**Task brief**:
Arrange the lines below as a numbered list, starting with the line that contains "If you would be willing to indicate the tinted" and ending with the last line. Leave out any blank lines.

-------- Data to use --------

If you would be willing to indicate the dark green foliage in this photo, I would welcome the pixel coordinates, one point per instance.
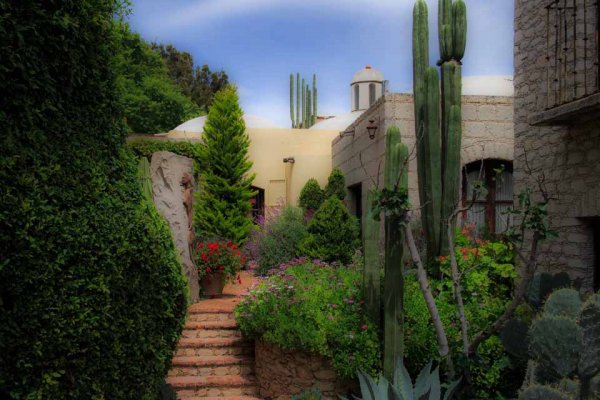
(280, 241)
(151, 102)
(316, 308)
(311, 195)
(543, 393)
(563, 302)
(565, 345)
(92, 299)
(223, 201)
(200, 84)
(336, 185)
(332, 233)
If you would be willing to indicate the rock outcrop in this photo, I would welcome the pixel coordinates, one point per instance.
(167, 170)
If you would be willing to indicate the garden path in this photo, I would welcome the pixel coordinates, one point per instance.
(213, 361)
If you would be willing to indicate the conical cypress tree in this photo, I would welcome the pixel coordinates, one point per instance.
(223, 201)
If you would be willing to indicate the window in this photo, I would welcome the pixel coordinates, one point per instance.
(371, 94)
(488, 213)
(258, 203)
(596, 225)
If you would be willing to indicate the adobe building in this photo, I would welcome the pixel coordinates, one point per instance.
(557, 127)
(487, 136)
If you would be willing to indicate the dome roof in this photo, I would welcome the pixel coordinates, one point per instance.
(368, 74)
(196, 125)
(338, 123)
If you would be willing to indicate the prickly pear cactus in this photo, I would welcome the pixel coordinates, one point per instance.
(556, 344)
(563, 302)
(589, 320)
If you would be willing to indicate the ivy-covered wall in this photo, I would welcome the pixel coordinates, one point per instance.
(92, 299)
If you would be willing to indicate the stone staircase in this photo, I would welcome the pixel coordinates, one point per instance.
(212, 360)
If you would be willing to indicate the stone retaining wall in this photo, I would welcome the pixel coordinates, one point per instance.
(282, 374)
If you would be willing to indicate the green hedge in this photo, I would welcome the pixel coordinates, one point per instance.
(143, 147)
(92, 299)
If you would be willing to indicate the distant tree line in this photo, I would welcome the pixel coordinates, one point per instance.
(158, 85)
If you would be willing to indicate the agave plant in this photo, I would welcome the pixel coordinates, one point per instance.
(426, 387)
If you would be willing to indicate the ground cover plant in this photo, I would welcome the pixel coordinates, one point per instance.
(278, 240)
(314, 307)
(92, 298)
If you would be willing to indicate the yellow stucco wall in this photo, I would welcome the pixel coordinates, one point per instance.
(311, 150)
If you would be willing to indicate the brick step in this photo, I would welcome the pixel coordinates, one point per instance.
(213, 386)
(210, 317)
(222, 398)
(211, 325)
(211, 361)
(202, 347)
(211, 333)
(212, 366)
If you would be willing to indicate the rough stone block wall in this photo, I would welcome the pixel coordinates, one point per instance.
(282, 374)
(487, 134)
(566, 156)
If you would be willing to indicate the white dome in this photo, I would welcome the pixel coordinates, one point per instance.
(368, 74)
(338, 123)
(196, 125)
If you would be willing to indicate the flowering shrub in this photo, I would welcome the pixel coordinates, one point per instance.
(314, 307)
(488, 275)
(214, 257)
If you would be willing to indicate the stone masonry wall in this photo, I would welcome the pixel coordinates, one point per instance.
(567, 156)
(487, 134)
(282, 374)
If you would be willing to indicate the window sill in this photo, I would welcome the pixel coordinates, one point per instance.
(578, 110)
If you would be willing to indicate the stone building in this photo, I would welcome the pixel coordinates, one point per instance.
(557, 126)
(487, 137)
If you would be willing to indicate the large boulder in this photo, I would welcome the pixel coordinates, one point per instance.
(167, 171)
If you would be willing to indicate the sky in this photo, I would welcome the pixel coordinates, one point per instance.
(260, 42)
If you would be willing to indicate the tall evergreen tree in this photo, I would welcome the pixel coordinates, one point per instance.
(223, 202)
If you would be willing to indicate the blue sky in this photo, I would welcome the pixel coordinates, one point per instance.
(259, 42)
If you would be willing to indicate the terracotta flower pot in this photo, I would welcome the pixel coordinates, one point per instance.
(213, 284)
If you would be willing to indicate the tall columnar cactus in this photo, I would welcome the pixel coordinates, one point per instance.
(439, 138)
(564, 344)
(314, 101)
(395, 176)
(306, 102)
(371, 273)
(292, 101)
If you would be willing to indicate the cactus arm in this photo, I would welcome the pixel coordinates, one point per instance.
(292, 100)
(314, 99)
(459, 29)
(393, 290)
(297, 100)
(433, 182)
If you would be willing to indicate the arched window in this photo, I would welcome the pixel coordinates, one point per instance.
(488, 213)
(371, 94)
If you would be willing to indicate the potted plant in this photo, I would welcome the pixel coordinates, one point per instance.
(217, 262)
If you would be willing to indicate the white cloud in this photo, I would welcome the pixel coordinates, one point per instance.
(207, 12)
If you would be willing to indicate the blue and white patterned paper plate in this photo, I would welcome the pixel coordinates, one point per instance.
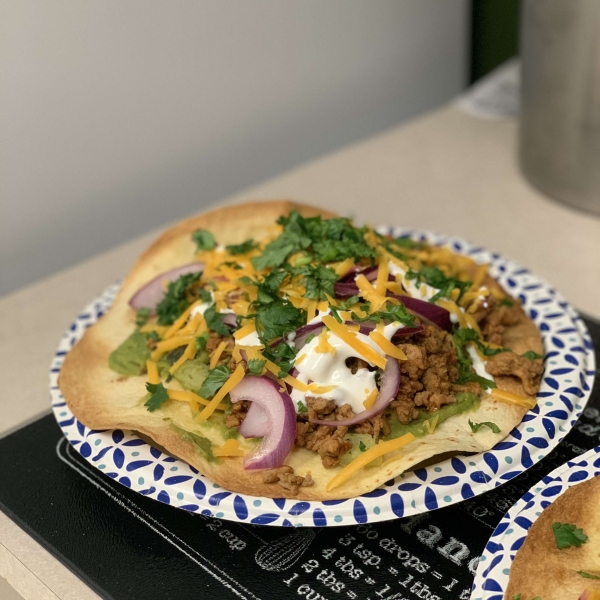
(565, 389)
(491, 578)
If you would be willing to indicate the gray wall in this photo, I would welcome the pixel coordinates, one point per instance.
(119, 115)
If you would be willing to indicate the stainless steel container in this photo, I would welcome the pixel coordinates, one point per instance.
(560, 116)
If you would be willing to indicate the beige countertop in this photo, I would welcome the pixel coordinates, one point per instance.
(447, 172)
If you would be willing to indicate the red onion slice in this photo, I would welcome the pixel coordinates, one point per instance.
(256, 422)
(432, 313)
(369, 272)
(153, 292)
(279, 440)
(406, 331)
(390, 383)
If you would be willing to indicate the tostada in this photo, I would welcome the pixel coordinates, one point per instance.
(284, 352)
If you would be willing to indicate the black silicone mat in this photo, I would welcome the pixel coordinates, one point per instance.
(128, 547)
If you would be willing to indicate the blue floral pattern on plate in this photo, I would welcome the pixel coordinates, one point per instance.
(491, 578)
(565, 389)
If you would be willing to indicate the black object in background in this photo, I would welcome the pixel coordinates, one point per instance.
(128, 547)
(494, 34)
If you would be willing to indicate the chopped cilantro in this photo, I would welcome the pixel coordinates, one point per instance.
(174, 355)
(242, 248)
(567, 535)
(277, 319)
(587, 575)
(142, 316)
(256, 365)
(214, 320)
(434, 277)
(324, 240)
(531, 355)
(475, 427)
(319, 281)
(214, 381)
(205, 240)
(201, 341)
(393, 313)
(204, 295)
(303, 260)
(396, 312)
(158, 396)
(176, 299)
(283, 356)
(335, 313)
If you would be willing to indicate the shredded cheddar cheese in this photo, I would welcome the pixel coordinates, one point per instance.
(229, 448)
(233, 380)
(370, 399)
(350, 338)
(152, 369)
(366, 457)
(216, 354)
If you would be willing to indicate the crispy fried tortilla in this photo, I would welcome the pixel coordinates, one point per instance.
(103, 399)
(542, 569)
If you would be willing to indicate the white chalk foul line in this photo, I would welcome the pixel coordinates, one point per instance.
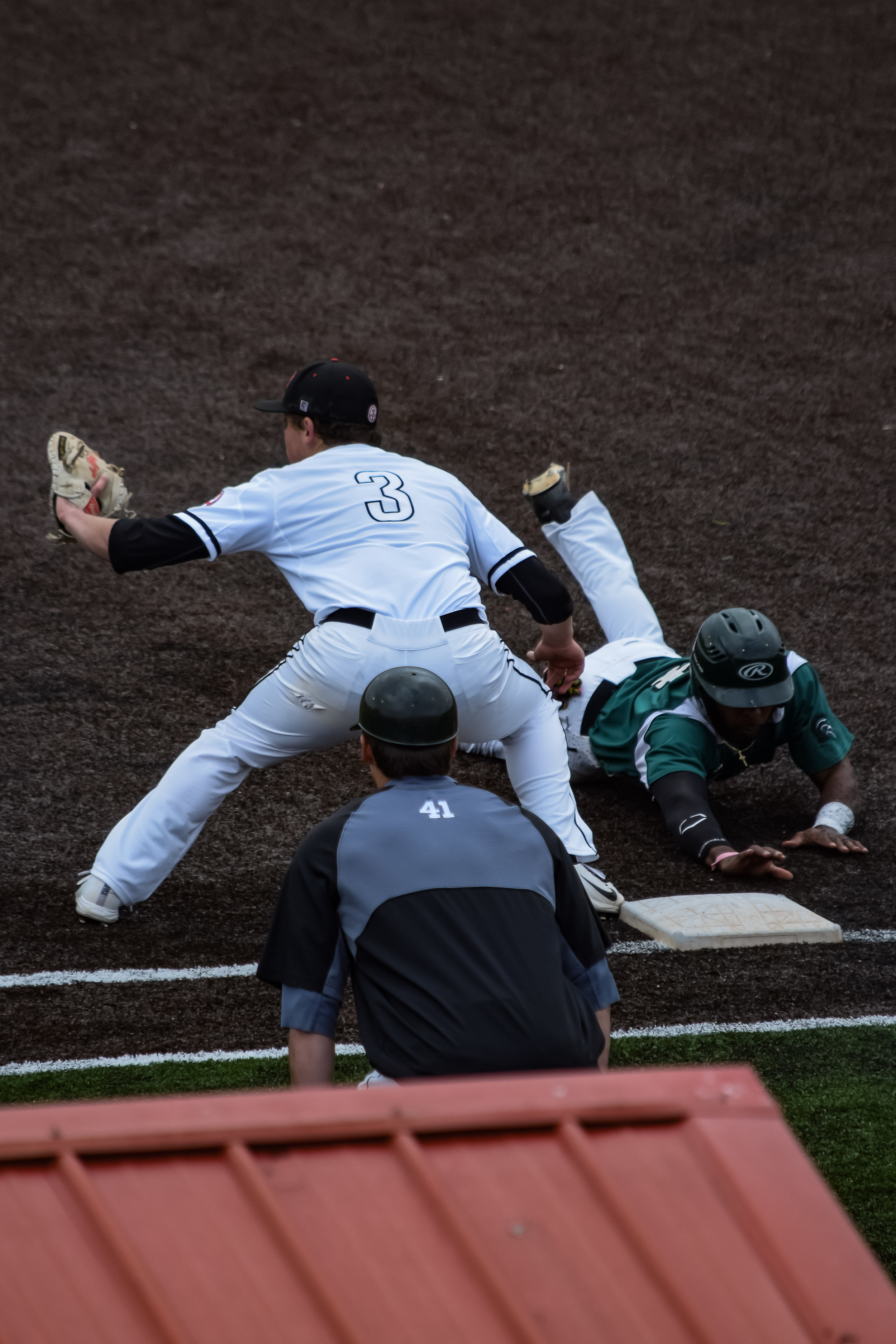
(132, 976)
(128, 976)
(203, 1057)
(712, 1029)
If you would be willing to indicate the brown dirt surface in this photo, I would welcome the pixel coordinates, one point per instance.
(652, 241)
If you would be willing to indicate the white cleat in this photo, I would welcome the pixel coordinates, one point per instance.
(95, 900)
(602, 894)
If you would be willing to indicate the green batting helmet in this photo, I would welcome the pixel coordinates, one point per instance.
(739, 661)
(409, 707)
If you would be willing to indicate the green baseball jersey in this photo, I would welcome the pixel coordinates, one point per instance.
(655, 725)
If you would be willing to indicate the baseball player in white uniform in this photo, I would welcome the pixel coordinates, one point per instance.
(389, 554)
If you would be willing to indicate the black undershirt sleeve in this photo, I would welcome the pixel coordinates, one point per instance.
(686, 807)
(147, 543)
(539, 589)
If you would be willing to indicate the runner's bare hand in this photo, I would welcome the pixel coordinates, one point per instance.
(826, 839)
(757, 861)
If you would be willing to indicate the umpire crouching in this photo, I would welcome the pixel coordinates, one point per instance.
(469, 937)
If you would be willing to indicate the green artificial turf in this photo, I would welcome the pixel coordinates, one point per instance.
(158, 1080)
(837, 1089)
(836, 1085)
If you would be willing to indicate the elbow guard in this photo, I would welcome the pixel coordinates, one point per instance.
(147, 543)
(540, 592)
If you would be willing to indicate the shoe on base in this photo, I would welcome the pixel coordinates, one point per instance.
(602, 894)
(95, 900)
(550, 495)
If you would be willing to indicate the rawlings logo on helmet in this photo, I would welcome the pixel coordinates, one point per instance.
(756, 671)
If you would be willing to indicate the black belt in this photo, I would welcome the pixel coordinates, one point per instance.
(361, 616)
(594, 706)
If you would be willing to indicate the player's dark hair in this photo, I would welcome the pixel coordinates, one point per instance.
(340, 432)
(397, 763)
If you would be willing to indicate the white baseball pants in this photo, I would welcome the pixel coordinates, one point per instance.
(594, 552)
(311, 701)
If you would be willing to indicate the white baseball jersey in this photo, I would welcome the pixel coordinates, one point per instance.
(357, 526)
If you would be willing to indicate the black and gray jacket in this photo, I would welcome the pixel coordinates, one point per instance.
(469, 937)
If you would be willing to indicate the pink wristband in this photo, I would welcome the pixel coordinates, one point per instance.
(729, 854)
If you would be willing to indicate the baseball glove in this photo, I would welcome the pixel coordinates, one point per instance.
(75, 470)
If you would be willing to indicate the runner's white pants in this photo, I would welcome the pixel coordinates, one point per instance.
(311, 701)
(594, 552)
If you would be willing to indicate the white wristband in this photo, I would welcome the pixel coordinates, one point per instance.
(837, 816)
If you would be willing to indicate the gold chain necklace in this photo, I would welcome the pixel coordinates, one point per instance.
(733, 748)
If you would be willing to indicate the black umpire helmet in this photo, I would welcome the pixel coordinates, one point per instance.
(739, 661)
(409, 707)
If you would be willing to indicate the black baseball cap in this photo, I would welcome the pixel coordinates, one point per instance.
(328, 390)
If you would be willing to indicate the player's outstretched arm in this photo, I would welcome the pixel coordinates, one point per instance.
(840, 800)
(565, 658)
(92, 532)
(684, 801)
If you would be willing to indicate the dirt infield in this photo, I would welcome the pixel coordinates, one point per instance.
(652, 241)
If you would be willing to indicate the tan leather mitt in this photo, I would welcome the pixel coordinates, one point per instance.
(75, 470)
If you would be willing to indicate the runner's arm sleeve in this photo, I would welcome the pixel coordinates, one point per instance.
(492, 548)
(539, 589)
(816, 737)
(684, 801)
(583, 940)
(147, 543)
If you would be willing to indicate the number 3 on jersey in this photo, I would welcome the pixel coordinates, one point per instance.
(394, 505)
(430, 811)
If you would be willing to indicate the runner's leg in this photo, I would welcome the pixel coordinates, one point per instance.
(594, 552)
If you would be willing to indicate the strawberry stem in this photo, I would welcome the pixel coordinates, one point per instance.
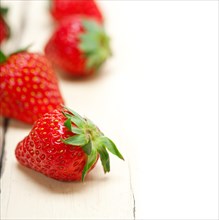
(90, 139)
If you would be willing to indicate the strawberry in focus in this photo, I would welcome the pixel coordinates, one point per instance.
(79, 46)
(4, 29)
(29, 86)
(65, 146)
(63, 8)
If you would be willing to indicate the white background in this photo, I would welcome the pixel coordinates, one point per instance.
(157, 97)
(169, 90)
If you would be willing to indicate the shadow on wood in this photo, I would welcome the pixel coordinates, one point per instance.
(63, 187)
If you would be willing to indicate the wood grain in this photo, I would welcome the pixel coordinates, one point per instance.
(27, 194)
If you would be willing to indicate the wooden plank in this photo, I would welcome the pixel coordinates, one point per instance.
(29, 195)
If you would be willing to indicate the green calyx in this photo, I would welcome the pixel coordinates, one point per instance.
(3, 57)
(94, 43)
(90, 139)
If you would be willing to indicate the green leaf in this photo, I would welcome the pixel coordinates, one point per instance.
(3, 58)
(77, 121)
(92, 26)
(106, 142)
(76, 140)
(88, 43)
(104, 157)
(87, 148)
(76, 130)
(91, 159)
(74, 113)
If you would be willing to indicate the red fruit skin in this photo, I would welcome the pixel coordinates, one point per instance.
(28, 88)
(43, 151)
(4, 31)
(63, 48)
(63, 8)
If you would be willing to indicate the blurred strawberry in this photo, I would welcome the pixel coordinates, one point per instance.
(4, 29)
(63, 8)
(28, 88)
(79, 46)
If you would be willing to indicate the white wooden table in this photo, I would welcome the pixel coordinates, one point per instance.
(148, 98)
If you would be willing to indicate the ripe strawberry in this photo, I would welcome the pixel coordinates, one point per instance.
(4, 29)
(28, 88)
(63, 8)
(64, 146)
(79, 46)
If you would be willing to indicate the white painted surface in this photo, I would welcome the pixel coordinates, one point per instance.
(157, 98)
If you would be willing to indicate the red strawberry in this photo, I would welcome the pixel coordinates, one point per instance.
(65, 146)
(4, 29)
(62, 8)
(79, 46)
(28, 88)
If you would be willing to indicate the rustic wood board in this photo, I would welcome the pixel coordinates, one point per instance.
(27, 194)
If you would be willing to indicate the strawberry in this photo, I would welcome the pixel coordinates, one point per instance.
(65, 146)
(28, 88)
(4, 33)
(78, 46)
(63, 8)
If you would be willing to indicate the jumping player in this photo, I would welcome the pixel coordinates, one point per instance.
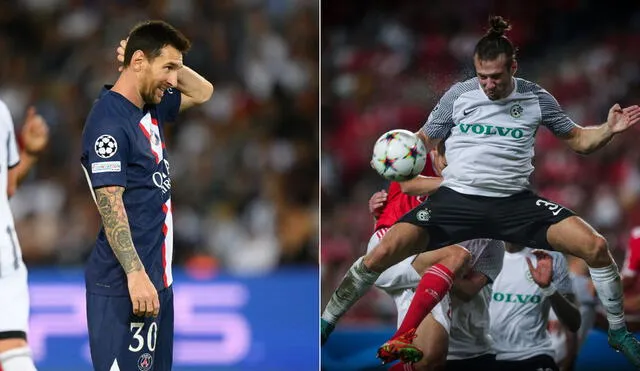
(491, 121)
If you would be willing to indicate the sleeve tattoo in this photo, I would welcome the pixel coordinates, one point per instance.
(116, 227)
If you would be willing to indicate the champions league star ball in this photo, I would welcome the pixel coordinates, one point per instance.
(399, 155)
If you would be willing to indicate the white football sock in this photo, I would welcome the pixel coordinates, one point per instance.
(18, 359)
(609, 288)
(355, 283)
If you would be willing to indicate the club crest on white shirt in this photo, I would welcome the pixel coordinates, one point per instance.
(516, 111)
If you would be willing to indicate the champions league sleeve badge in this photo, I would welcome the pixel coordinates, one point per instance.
(106, 146)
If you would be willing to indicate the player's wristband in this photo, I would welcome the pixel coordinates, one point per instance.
(549, 290)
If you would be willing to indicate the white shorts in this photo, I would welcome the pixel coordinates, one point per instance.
(14, 294)
(400, 281)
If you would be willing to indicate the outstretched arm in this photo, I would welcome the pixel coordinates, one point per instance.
(195, 89)
(585, 140)
(35, 136)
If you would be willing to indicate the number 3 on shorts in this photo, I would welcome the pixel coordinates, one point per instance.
(152, 336)
(554, 208)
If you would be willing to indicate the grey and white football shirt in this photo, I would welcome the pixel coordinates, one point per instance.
(491, 143)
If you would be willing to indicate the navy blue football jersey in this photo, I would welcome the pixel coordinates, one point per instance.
(123, 145)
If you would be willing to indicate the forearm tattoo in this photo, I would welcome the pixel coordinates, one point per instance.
(116, 227)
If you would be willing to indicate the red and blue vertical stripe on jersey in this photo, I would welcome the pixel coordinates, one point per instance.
(151, 130)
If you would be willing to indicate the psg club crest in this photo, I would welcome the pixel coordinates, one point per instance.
(106, 146)
(145, 362)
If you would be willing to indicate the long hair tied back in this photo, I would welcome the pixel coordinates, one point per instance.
(494, 42)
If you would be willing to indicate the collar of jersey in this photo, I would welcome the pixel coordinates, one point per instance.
(106, 89)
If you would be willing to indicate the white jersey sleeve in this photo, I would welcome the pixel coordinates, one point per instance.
(553, 117)
(13, 156)
(440, 121)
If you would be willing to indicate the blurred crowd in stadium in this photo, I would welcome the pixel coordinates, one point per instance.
(386, 67)
(244, 166)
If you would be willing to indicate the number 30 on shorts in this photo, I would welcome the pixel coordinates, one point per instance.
(139, 339)
(554, 208)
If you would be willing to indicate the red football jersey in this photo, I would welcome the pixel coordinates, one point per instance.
(399, 203)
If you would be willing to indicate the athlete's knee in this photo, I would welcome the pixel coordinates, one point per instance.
(17, 359)
(380, 258)
(430, 361)
(597, 251)
(457, 258)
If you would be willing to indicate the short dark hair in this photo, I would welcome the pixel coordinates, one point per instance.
(151, 37)
(494, 42)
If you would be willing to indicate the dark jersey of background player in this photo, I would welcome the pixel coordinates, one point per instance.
(124, 146)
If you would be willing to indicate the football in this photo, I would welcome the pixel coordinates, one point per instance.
(399, 155)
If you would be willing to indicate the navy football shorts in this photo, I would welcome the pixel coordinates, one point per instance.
(122, 341)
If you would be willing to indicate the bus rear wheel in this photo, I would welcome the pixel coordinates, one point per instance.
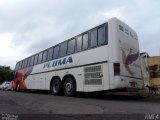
(56, 87)
(18, 87)
(69, 87)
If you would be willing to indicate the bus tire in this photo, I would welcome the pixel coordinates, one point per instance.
(69, 87)
(56, 87)
(18, 87)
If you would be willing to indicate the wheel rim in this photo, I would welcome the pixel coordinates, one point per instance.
(55, 87)
(68, 87)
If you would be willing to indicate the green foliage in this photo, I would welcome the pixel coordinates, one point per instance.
(5, 74)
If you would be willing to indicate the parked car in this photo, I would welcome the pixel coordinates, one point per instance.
(6, 85)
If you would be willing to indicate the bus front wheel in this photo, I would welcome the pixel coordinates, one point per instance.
(69, 87)
(56, 87)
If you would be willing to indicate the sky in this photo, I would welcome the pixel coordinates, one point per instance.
(30, 26)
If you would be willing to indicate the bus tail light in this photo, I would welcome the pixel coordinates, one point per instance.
(116, 68)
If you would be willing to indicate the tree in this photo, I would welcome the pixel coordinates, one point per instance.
(5, 74)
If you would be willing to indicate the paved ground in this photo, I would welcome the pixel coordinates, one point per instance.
(42, 102)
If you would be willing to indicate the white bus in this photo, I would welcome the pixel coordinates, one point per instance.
(105, 57)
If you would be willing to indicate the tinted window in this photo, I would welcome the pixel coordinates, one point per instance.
(63, 49)
(85, 41)
(32, 61)
(40, 58)
(20, 65)
(101, 35)
(56, 52)
(29, 60)
(44, 56)
(17, 65)
(71, 46)
(35, 59)
(94, 38)
(50, 54)
(25, 63)
(79, 43)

--------

**Finished task**:
1. If you would be willing to indicate the tinted window in this photo, I would welcome the pixel coordinates, one point per instance.
2. (63, 49)
3. (85, 41)
4. (32, 61)
5. (40, 58)
6. (20, 65)
7. (101, 35)
8. (56, 52)
9. (29, 60)
10. (44, 56)
11. (17, 65)
12. (71, 46)
13. (35, 59)
14. (94, 38)
15. (50, 54)
16. (25, 63)
17. (79, 43)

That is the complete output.